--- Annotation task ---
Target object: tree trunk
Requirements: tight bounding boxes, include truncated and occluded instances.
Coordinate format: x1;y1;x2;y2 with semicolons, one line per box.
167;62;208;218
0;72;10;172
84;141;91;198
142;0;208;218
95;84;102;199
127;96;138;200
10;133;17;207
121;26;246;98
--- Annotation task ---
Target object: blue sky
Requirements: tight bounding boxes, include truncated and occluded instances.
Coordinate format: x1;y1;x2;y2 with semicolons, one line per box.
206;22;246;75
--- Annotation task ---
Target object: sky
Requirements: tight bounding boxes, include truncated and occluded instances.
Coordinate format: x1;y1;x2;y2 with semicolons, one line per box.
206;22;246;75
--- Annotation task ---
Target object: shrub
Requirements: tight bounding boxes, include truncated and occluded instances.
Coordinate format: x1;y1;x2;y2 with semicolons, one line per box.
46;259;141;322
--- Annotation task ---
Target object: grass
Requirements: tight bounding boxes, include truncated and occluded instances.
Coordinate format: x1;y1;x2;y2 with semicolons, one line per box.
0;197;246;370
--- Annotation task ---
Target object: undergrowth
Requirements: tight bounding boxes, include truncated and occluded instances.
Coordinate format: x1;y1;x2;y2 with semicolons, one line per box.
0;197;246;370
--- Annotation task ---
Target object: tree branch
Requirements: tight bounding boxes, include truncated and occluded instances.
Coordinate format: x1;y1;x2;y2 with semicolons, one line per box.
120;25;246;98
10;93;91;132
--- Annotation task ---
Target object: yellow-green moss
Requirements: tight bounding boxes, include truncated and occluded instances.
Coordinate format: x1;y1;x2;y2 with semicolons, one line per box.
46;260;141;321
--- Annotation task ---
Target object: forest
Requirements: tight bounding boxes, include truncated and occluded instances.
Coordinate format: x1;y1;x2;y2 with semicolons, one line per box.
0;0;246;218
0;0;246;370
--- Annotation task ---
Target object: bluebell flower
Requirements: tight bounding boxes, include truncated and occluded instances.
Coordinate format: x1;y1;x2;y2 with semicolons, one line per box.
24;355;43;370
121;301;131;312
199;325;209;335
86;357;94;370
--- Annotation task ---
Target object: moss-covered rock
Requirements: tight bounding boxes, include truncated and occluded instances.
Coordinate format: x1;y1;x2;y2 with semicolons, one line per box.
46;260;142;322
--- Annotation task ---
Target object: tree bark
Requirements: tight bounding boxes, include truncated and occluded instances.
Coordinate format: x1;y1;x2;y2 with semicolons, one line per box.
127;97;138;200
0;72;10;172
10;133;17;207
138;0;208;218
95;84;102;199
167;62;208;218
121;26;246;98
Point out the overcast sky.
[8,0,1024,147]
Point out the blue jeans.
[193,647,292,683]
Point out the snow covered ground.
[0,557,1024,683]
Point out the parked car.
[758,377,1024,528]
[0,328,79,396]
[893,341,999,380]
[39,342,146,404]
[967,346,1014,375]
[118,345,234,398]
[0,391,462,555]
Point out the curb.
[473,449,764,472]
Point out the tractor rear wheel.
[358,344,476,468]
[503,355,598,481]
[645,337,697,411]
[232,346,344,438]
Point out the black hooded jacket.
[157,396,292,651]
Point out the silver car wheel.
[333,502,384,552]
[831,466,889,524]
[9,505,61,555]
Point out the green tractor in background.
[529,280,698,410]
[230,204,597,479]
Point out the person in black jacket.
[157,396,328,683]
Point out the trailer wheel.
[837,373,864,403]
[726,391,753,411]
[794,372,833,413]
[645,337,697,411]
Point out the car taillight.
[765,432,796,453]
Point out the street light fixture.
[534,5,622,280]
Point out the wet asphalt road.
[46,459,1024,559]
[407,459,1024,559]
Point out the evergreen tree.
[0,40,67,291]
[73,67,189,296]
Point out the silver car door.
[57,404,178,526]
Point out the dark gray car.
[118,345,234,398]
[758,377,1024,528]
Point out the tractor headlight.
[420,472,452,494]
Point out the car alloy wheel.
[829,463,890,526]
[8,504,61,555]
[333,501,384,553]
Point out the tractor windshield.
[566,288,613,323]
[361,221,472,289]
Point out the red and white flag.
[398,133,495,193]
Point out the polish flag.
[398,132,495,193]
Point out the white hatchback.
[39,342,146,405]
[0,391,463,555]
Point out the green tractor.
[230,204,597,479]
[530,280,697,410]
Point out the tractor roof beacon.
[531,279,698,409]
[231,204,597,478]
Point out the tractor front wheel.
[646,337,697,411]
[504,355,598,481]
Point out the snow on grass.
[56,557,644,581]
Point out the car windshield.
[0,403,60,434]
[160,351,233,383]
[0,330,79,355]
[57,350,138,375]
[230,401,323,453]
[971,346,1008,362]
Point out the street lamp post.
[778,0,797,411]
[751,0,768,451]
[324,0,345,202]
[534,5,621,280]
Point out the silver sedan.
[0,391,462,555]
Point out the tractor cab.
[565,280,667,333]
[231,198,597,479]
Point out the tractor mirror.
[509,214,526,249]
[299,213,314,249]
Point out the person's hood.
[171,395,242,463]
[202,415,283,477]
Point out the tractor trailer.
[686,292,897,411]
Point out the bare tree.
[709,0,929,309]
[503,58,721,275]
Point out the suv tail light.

^^^^

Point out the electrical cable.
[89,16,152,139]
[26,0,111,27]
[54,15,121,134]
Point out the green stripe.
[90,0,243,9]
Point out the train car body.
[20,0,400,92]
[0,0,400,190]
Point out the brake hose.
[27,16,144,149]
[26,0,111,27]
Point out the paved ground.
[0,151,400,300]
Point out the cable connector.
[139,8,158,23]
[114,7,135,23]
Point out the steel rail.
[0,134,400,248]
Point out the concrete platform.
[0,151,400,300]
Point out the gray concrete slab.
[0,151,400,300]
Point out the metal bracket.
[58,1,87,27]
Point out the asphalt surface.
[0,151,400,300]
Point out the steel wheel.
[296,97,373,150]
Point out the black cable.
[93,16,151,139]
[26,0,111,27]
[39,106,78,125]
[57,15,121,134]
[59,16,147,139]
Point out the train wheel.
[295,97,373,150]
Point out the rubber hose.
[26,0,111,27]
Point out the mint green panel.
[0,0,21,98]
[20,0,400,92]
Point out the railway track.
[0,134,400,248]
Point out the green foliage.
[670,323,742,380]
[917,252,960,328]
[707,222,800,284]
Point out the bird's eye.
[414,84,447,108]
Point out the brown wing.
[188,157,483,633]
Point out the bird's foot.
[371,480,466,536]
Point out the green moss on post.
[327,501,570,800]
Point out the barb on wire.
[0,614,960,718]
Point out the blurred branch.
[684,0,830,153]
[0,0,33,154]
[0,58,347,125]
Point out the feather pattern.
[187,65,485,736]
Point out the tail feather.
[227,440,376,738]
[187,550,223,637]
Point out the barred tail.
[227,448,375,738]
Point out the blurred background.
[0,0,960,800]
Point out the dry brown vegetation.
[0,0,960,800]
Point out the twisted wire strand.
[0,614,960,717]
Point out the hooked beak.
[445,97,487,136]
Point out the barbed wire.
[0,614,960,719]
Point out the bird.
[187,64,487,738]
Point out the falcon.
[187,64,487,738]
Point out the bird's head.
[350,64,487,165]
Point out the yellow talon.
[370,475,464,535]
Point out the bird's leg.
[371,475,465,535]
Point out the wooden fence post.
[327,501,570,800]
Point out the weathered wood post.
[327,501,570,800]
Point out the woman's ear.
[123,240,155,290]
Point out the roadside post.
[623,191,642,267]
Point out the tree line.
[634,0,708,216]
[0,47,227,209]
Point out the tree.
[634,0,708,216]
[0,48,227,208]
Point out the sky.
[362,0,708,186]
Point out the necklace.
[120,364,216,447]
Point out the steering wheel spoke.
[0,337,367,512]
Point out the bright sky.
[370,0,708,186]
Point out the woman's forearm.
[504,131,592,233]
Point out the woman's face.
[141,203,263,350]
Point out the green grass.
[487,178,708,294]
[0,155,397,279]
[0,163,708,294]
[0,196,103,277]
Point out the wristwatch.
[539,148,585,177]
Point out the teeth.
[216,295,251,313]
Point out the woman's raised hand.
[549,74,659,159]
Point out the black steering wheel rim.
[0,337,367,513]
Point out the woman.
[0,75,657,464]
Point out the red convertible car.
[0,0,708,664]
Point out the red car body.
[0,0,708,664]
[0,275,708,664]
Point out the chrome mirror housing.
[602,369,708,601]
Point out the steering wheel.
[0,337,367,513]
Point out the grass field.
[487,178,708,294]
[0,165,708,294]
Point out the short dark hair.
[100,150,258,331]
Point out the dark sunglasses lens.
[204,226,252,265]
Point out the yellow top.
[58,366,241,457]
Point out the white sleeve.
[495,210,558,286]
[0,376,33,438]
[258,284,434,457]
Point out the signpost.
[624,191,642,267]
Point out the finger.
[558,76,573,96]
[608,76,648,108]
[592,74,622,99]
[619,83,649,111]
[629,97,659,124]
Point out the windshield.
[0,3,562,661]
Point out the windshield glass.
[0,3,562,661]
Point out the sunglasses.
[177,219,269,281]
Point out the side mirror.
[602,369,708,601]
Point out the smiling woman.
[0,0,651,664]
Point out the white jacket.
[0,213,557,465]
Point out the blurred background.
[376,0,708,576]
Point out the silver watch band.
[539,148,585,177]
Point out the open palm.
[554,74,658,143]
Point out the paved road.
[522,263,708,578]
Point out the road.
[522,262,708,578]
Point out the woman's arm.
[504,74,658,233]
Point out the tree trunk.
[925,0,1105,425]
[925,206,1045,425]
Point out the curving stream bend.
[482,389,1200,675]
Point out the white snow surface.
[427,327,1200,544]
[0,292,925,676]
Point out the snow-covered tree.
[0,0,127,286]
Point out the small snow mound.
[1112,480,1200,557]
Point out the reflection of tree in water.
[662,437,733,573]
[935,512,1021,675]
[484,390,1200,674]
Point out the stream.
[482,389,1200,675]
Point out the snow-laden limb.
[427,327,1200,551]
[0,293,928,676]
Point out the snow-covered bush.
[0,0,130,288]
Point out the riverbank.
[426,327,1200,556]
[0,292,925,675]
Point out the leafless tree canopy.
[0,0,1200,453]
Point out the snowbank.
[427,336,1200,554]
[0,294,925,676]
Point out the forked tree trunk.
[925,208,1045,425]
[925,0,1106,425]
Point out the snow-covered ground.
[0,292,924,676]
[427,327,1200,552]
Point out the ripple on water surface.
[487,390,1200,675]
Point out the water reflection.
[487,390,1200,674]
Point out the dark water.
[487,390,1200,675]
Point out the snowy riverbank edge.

^^^^

- _Aim of the task_: Copy everything in the items above from the line containing "Point out the concrete platform." down to the line containing "[187,550,223,637]", including both of those lines. Change no character.

- _Written solution_:
Point out the concrete platform.
[0,151,400,300]
Point out the gray concrete slab.
[0,151,400,300]
Point out the metal bracket.
[58,1,87,27]
Point out the asphalt surface.
[0,151,400,300]
Point out the steel wheel.
[296,97,373,150]
Point out the black cable.
[93,16,151,139]
[26,0,111,27]
[39,106,78,125]
[57,15,121,134]
[59,16,147,139]
Point out the train wheel.
[295,97,373,150]
Point out the rubber hose.
[26,0,111,27]
Point out the mint green panel.
[0,0,21,98]
[20,0,400,92]
Point out the railway track.
[0,134,400,248]
Point out the green foliage.
[670,323,742,380]
[917,252,960,328]
[707,222,800,284]
Point out the bird's eye.
[414,84,447,108]
Point out the brown wing.
[188,157,483,633]
Point out the bird's foot.
[371,480,466,536]
Point out the green moss on post.
[327,501,570,800]
Point out the barb on wire.
[0,614,960,718]
Point out the blurred branch.
[684,0,830,153]
[0,0,33,154]
[0,58,347,125]
Point out the feather pattern.
[187,65,485,736]
Point out the tail feather.
[227,440,376,738]
[187,550,223,637]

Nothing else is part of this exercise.